» YOUR INSTRUCTIONS
Every single line below has to be printed once more, exactly.

» Items from a data source
────────────────────────────────────────

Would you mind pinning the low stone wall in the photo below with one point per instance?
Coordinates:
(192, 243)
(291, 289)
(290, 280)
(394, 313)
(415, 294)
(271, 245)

────────────────────────────────────────

» PROBLEM SOLUTION
Would you mind pinning the low stone wall in the photo below with one point per instance?
Coordinates:
(192, 243)
(291, 289)
(290, 280)
(394, 313)
(415, 294)
(271, 245)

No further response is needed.